*Given task*
Write the data below out exactly as it stands. Do not include the pictures.

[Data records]
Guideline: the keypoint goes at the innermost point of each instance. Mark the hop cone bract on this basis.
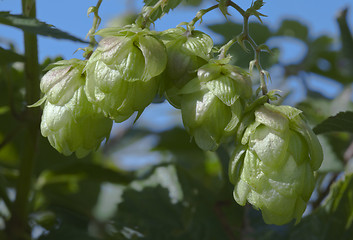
(69, 121)
(122, 72)
(187, 51)
(273, 166)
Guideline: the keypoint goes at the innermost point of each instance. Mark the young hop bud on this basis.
(212, 103)
(187, 51)
(69, 120)
(273, 166)
(122, 72)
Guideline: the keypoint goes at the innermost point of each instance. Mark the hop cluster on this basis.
(276, 154)
(69, 120)
(273, 166)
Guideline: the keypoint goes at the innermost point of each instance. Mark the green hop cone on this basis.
(187, 51)
(62, 80)
(69, 121)
(273, 166)
(122, 72)
(212, 104)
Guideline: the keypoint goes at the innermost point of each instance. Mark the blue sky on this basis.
(70, 15)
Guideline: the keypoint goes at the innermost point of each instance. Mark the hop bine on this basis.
(274, 163)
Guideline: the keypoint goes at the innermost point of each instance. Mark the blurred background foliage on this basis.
(150, 182)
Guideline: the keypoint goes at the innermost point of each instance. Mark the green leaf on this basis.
(334, 219)
(8, 56)
(35, 26)
(83, 170)
(151, 213)
(346, 37)
(343, 121)
(192, 3)
(292, 28)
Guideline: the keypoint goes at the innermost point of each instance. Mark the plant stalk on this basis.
(18, 228)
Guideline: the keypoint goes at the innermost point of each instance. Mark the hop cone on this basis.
(186, 51)
(69, 121)
(212, 103)
(122, 72)
(273, 167)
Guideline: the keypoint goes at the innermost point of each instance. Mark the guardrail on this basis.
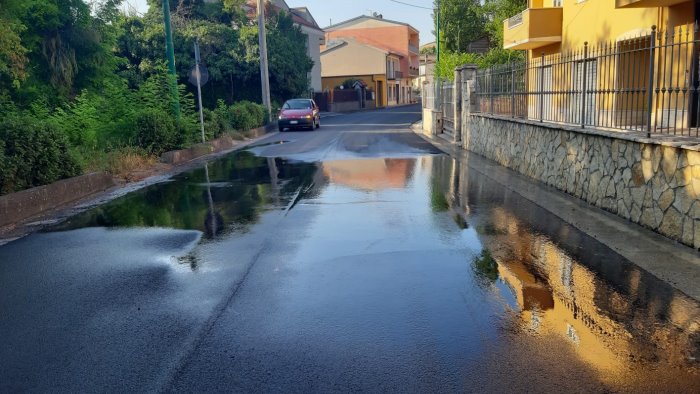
(647, 83)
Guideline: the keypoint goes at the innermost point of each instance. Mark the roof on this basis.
(300, 15)
(341, 25)
(342, 42)
(307, 18)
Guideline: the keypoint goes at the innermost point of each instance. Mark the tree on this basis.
(461, 23)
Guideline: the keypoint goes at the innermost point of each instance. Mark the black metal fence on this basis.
(649, 82)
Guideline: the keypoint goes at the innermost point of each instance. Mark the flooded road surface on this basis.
(352, 258)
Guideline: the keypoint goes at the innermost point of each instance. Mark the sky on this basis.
(325, 11)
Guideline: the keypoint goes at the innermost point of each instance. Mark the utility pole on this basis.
(170, 54)
(198, 74)
(437, 32)
(264, 73)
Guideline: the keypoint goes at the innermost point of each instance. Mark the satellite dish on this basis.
(203, 75)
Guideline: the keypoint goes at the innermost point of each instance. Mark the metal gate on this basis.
(448, 109)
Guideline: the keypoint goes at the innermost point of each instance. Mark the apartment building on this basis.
(623, 64)
(315, 36)
(347, 59)
(399, 39)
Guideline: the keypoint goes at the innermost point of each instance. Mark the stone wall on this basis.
(22, 205)
(652, 183)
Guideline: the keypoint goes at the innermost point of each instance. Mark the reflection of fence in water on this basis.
(649, 82)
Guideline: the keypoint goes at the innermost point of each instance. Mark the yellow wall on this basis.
(598, 21)
(372, 81)
(343, 60)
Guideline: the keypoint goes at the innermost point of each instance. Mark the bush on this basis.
(214, 125)
(156, 132)
(245, 115)
(33, 153)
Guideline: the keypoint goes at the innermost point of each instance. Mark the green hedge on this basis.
(245, 115)
(156, 132)
(33, 153)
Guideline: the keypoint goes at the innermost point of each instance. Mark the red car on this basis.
(299, 113)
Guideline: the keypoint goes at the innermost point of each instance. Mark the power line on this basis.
(411, 5)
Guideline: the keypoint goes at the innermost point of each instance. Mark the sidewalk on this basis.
(676, 264)
(159, 173)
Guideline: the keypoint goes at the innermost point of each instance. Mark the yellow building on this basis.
(621, 41)
(379, 69)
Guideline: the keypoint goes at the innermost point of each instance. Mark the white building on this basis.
(315, 36)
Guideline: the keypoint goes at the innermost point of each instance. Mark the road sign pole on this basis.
(199, 88)
(264, 73)
(170, 54)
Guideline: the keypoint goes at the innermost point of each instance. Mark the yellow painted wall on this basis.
(598, 21)
(372, 81)
(344, 60)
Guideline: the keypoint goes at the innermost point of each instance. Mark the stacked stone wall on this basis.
(647, 182)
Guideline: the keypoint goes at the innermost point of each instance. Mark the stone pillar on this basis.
(457, 104)
(436, 125)
(469, 100)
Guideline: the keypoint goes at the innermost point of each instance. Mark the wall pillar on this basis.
(469, 103)
(457, 104)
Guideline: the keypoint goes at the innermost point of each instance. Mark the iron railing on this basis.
(448, 110)
(649, 83)
(515, 20)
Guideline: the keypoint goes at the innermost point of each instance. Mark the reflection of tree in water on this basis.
(485, 266)
(241, 189)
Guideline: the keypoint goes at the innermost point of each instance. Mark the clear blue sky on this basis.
(339, 10)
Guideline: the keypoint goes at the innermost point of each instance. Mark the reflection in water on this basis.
(223, 196)
(618, 318)
(370, 174)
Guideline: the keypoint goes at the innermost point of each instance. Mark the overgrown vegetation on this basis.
(82, 84)
(465, 21)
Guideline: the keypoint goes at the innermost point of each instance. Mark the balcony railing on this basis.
(641, 84)
(394, 75)
(515, 20)
(646, 3)
(533, 28)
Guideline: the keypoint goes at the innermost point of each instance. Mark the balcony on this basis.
(392, 76)
(533, 28)
(647, 3)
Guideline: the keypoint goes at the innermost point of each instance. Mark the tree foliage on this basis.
(97, 77)
(464, 21)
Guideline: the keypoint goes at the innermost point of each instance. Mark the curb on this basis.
(85, 192)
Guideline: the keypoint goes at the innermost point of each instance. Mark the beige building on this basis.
(397, 38)
(379, 69)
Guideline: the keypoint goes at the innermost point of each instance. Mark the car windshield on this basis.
(297, 104)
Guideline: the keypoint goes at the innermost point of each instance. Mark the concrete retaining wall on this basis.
(19, 206)
(347, 106)
(217, 145)
(650, 183)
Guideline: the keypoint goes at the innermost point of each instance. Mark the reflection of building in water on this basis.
(370, 174)
(608, 326)
(618, 318)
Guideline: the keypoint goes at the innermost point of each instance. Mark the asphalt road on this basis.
(352, 258)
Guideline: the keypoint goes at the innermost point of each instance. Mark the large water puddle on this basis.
(539, 279)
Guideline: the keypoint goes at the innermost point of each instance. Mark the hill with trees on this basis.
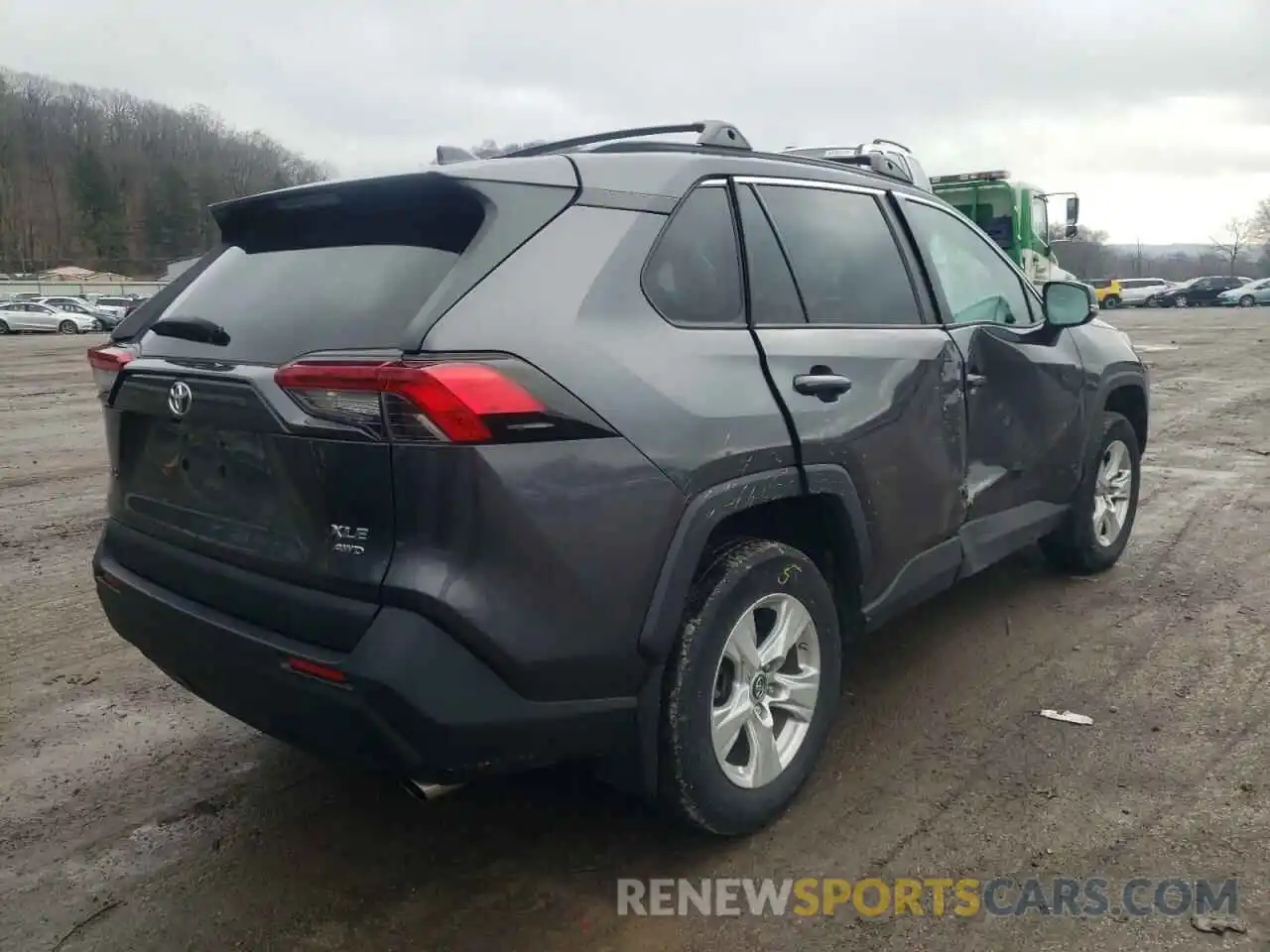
(105, 180)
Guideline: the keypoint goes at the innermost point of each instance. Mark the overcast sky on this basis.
(1156, 111)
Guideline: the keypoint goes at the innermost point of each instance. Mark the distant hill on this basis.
(1162, 250)
(108, 181)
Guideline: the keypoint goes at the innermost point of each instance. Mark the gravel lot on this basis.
(121, 794)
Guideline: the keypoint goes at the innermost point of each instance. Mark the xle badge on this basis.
(345, 539)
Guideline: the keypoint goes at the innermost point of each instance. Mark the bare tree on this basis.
(1233, 241)
(1261, 222)
(105, 180)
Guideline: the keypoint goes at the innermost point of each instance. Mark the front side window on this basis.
(844, 259)
(978, 285)
(1040, 218)
(694, 273)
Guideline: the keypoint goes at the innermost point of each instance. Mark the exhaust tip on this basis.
(430, 791)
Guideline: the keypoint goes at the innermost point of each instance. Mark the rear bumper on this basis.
(416, 703)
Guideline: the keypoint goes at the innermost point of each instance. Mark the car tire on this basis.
(762, 581)
(1092, 538)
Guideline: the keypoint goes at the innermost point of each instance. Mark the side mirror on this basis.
(1069, 303)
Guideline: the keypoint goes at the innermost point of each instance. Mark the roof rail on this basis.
(452, 154)
(892, 143)
(712, 132)
(993, 176)
(876, 163)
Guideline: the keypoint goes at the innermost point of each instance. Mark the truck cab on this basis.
(1015, 214)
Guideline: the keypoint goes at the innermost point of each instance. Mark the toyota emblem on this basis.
(180, 399)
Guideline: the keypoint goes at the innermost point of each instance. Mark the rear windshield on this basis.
(278, 304)
(339, 268)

*Task response*
Guideline: the keypoint goes at the innermost point of each instance. Mark the hop cone bract on this basis.
(69, 121)
(122, 72)
(187, 51)
(273, 166)
Guideline: the keypoint goes at the innermost point of each instance. Mark the young hop bud on this basis.
(212, 103)
(187, 51)
(69, 120)
(273, 166)
(122, 72)
Guideline: the keypoint goes at the innermost point of each instance. Mark the hop cluster on this basis.
(276, 154)
(69, 120)
(273, 166)
Guideline: the keypoint goes at the innermost point of each instance. Mark the green hop cone on this basis.
(187, 51)
(62, 80)
(69, 121)
(273, 166)
(122, 72)
(212, 104)
Guideline: the keypoint goes at the innermost point of each instance. Mark the blue sky on this basis.
(70, 15)
Guideline: the keypoint goes at the innermost point of each instance. Mark the hop bine on this basis.
(274, 163)
Guideline: the keypoint goes at the innermost point of each instance. Mark the blurred background foliage on this basis.
(150, 182)
Guideline: the keypoint goes at the innermost point of each instance. Mark the green leaf on this basis.
(334, 219)
(8, 56)
(35, 26)
(83, 170)
(151, 213)
(346, 37)
(343, 121)
(192, 3)
(292, 28)
Guideline: the keypoint goes at the innermost point of each instance. Mark the plant stalk on this basis.
(18, 228)
Guideline: the keypoint goes at the innermost point of each instance. Mark the hop cone on this basis.
(186, 51)
(69, 121)
(212, 103)
(122, 72)
(273, 167)
Guideline: the keypoint goes at the innermost point of each instance. Mark the guardrail on this basis.
(647, 83)
Guideline: the keypoint goes at the innermost point of each instance. Mark the roof on this basis.
(300, 15)
(341, 25)
(342, 42)
(307, 18)
Guideline: the keypoint goes at the innermost point of each instance. Mark the tree on this basis.
(461, 23)
Guideline: the keypoint goes at the innermost point of each instance. Mark the black metal fence on this basis.
(649, 82)
Guideline: the keypoint goes at the innermost point of each instance. Mark the flooded road surface on this basis.
(352, 258)
Guideline: the keypoint goes at the innermost point of each instance. Mark the sky on this basis.
(325, 11)
Guideline: the keypoint goes at the innermost point of each instance. Mark the utility pole on this basis.
(170, 54)
(198, 74)
(437, 32)
(264, 73)
Guideline: the keypoint goes at the innermost point of each instance. Mark the satellite dish on this basis.
(203, 75)
Guideline: the keypoint goes at the innermost point of each instance. Mark the metal gate on this basis.
(448, 109)
Guideline: the keypoint goes at the innermost point of each instance. Mark the apartment building on this basis.
(623, 64)
(315, 36)
(347, 59)
(399, 39)
Guideline: the keypoint goes at the innermost point of each instance. Mark the stone wall on this basis.
(22, 205)
(652, 183)
Guideline: the keypoint goes at the innermost point of each instance. Mark the reflection of fence in water on this basis.
(649, 82)
Guideline: the keypoint goes at the innermost point of each instance. Mark the yellow wall on this basis.
(598, 21)
(372, 81)
(343, 60)
Guideline: the keypoint goes at the innermost point of each instance. Mark the bush on this basis.
(214, 125)
(156, 132)
(245, 115)
(33, 153)
Guideline: the keypoint goes at the innermost point of each instance. Mark the green hedge on this basis.
(245, 115)
(156, 132)
(33, 153)
Guideline: the keypoint goes at the innermost point of each instance. Mark the red car on this basis.
(299, 113)
Guideline: the keypoint goes at the innermost point of each instance. Mark the power line on this basis.
(411, 5)
Guideline: the keypoint goes at the innermost point of each instance. Mark the sidewalk on this basis.
(676, 264)
(159, 173)
Guideline: the keypoint goes at the innermost point of each instance. Mark the yellow building on this basis.
(621, 41)
(379, 69)
Guideline: the keypoint goes at the innermost point of each instance. Mark the white building on this basis.
(315, 36)
Guideline: the keypoint goes at the innermost point of each instance. Mark the road sign pole on this basis.
(199, 88)
(264, 73)
(170, 54)
Guideline: the keypoint goes at the innermost point of each instance. Mark the yellow painted wall on this basis.
(598, 21)
(372, 81)
(344, 60)
Guideline: the keypoint goes at the innermost point of each instance. Mark the stacked stone wall on this basis.
(647, 182)
Guideline: the keypoint goes at the innermost point of each instance. Mark the stone pillar on this basis.
(457, 104)
(436, 125)
(469, 100)
Guideline: the keypoint goes at the innermost point of each instance. Mark the wall pillar on this basis.
(469, 103)
(457, 104)
Guideline: the keypoint goes at the innermost point of each instance. Mark the iron railing on this basis.
(448, 110)
(649, 83)
(515, 20)
Guideline: the keypoint goes at the innermost point of each instance. Mark the reflection of tree in water on this basis.
(485, 266)
(241, 189)
Guideline: the keypoint goes at the innermost point of each instance. Mark the clear blue sky on this basis.
(339, 10)
Guideline: the keypoint goes at the innermost point of each instance. Mark the reflection in water on this basis.
(223, 196)
(618, 318)
(370, 174)
Guideline: the keypoint goes at the innermost point of each instance. Mark the overgrown vegetation on this basis.
(82, 84)
(465, 21)
Guideline: the keypoint goes at the innermost point of each instance. Mark the balcony railing on this basis.
(641, 84)
(394, 75)
(515, 20)
(646, 3)
(533, 28)
Guideline: the keypoint goes at the innermost point of each instance. Mark the balcony on this basis.
(392, 76)
(533, 28)
(647, 3)
Guideline: the keypoint goes at the innermost point of each instance. Mark the tree foliage on this basis.
(97, 77)
(464, 21)
Guideline: the keypoint goes at the innermost point of each instance. Mark the curb on this basis.
(85, 192)
Guideline: the keypoint goes at the innermost point of each instance. Mark the beige building on this basis.
(397, 38)
(379, 69)
Guideline: the keypoint goes at the innermost point of each instance. Mark the car windshield on this basis.
(297, 104)
Guideline: the keypoint goes at the innermost point of each instance. Mark the concrete retaining wall on this basis.
(19, 206)
(347, 106)
(217, 145)
(650, 183)
Guideline: the keypoint goes at the innermost point of each instance. Mark the reflection of building in water on this basis.
(370, 174)
(608, 326)
(618, 318)
Guideline: the keypoint goes at the innermost point of each instance. Mark the asphalt road on this basis.
(352, 258)
Guideline: the keypoint goes at the innermost point of each instance. Mark the large water puddle on this basis.
(539, 279)
Guideline: the keypoint goes at the innermost point of each instance. Mark the hill with trees on this basis.
(105, 180)
Guideline: the keypoint goes at the innermost point of each instance. Mark the overcast sky on this basis.
(1156, 111)
Guideline: the keypoint goes at the innermost point of each instance. Mark the distant hill on this basis.
(1162, 250)
(108, 181)
Guideline: the keypoint goes at the innermost point of each instance. Mark the gravel lot on this basis.
(121, 794)
Guideline: the keypoint goes at the innermost point of each instance. Mark the xle badge on this basis.
(345, 539)
Guideline: the keypoint goes at the innermost point of each instance. Mark the bare tree on this basis.
(1233, 241)
(1261, 222)
(105, 180)
Guideline: the keypoint goes at the innermost point of each instance. Mark the front side window on this basis.
(844, 259)
(978, 285)
(1040, 218)
(694, 273)
Guideline: the keypoint goes at the innermost point of each instance. Mark the exhaust tip on this basis.
(430, 791)
Guideline: the keypoint goes at the innermost point of each instance. Mark the rear bumper on this basis.
(416, 703)
Guideline: the keypoint goes at the innermost point of each instance. Mark the car tire on this basis.
(762, 581)
(1092, 538)
Guideline: the keypoint goes at the innermost point of each instance. Mark the side mirror on this basis.
(1069, 303)
Guideline: the keypoint goes at the innermost point of each instance. Mark the roof rail on this basis.
(452, 154)
(892, 143)
(712, 132)
(993, 176)
(876, 163)
Guideline: the keypoint goes at the innermost point of each instance. Mark the truck cab on this basis.
(1015, 214)
Guideline: the keypoint goes at the innermost point of each instance. Mark the toyota emblem on this basis.
(180, 399)
Guideline: the keypoint goes at the innermost point of each instance. Mark the rear windshield on this basis.
(278, 304)
(339, 268)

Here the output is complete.